Written task:
Would you return all of this data exactly, leaving nothing out?

^^^^^^^^

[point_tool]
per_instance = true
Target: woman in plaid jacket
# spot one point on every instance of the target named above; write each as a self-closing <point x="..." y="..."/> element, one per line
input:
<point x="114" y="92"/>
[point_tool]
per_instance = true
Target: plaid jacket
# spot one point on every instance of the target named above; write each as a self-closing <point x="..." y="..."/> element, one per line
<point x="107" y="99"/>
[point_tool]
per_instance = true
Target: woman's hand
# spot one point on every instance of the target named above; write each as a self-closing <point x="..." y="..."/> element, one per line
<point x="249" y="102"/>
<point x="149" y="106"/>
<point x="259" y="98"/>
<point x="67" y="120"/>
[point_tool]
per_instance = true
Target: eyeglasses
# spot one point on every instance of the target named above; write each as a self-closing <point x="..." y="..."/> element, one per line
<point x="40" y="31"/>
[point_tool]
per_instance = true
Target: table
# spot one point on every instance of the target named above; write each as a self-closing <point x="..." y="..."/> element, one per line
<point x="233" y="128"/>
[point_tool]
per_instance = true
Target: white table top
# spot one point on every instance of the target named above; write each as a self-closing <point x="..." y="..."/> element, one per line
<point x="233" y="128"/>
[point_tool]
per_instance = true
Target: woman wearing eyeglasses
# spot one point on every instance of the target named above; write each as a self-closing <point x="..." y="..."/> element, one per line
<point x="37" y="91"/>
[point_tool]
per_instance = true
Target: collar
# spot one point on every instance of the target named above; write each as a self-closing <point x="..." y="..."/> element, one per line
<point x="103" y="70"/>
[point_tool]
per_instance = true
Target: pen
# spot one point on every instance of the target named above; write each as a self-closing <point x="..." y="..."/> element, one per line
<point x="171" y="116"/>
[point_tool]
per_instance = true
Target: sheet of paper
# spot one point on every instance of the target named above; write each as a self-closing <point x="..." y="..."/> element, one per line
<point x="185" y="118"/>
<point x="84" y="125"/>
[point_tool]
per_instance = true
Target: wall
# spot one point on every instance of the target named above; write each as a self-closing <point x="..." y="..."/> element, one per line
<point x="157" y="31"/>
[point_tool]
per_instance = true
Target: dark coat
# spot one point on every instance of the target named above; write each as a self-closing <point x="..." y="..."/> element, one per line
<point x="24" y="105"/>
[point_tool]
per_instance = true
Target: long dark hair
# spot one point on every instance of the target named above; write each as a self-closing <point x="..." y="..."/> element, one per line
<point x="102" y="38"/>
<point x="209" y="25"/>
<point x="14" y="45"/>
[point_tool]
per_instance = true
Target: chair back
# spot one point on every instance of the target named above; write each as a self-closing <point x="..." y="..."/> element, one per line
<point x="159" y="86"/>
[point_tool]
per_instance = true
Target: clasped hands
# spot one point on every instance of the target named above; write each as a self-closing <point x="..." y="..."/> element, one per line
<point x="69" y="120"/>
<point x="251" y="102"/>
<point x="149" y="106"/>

^^^^^^^^

Problem solution:
[point_tool]
per_instance = true
Target: woman in plaid jacket
# spot one point on every instance of the target named above; write each as a self-closing <point x="..." y="..."/> element, one per line
input:
<point x="114" y="92"/>
[point_tool]
per_instance = true
Target: plaid jacket
# spot one point on every instance of the target named above; write each as a self-closing <point x="..." y="..."/> element, one per line
<point x="107" y="99"/>
[point_tool]
per_instance = true
Target: woman's hand
# spot one point on every instance of the target named above; write each as a self-closing <point x="..." y="..."/> element, one per line
<point x="249" y="102"/>
<point x="149" y="106"/>
<point x="259" y="98"/>
<point x="67" y="120"/>
[point_tool]
per_instance = true
Target: eyeglasses
# spot one point on every instance of the target named above; write each as a self-closing <point x="..." y="..."/> element, one per line
<point x="40" y="31"/>
[point_tool]
per_instance = true
Target: table
# spot one point on every instance of the target named above; write each as a self-closing <point x="..." y="..."/> element, one per line
<point x="233" y="128"/>
[point_tool]
per_instance = true
Target: white table top
# spot one point on every instance of the target named above; write each as a self-closing <point x="..." y="..."/> element, one per line
<point x="233" y="128"/>
[point_tool]
per_instance = true
Target: woman wearing eyeglasses
# spot one point on every instance of the target named above; write each as a self-closing <point x="..." y="..."/> element, one per line
<point x="37" y="91"/>
[point_tool]
per_instance = true
Target: collar
# spot one point on every instance of the target named above; write each as a self-closing <point x="..." y="..."/> element, one per line
<point x="103" y="70"/>
[point_tool]
per_instance = true
Target: pen
# spot one point on every instance of the target named above; write each as a self-closing <point x="..." y="..."/> element, one per line
<point x="171" y="116"/>
[point_tool]
per_instance = true
Target: sheet of paper
# spot one point on every instance of the target named above; write each as a self-closing <point x="..." y="..."/> element, one per line
<point x="185" y="118"/>
<point x="84" y="125"/>
[point_tool]
per_instance = true
Target: wall
# spot one point on every instance of the target named above; write each as a self-closing <point x="..." y="..."/> element, one per line
<point x="157" y="31"/>
[point_tool]
per_instance = true
Target: dark coat
# spot one point on every instance of the target named above; write each as a self-closing <point x="..." y="..."/> element, one per line
<point x="24" y="105"/>
[point_tool]
per_instance = true
Target: long dark hair
# spot one point on every instance of the target named above; write each as a self-closing <point x="..." y="..."/> element, one per line
<point x="102" y="38"/>
<point x="209" y="25"/>
<point x="14" y="45"/>
[point_tool]
per_instance = true
Target: chair back
# spot one point on every instance of the target named above; write each as a self-closing <point x="..." y="..."/> element, one per line
<point x="159" y="86"/>
[point_tool]
per_instance = true
Target: clasped hands
# spot one point on every instance of the target named above; write each as a self-closing <point x="..." y="..."/> element, one per line
<point x="69" y="120"/>
<point x="251" y="102"/>
<point x="149" y="106"/>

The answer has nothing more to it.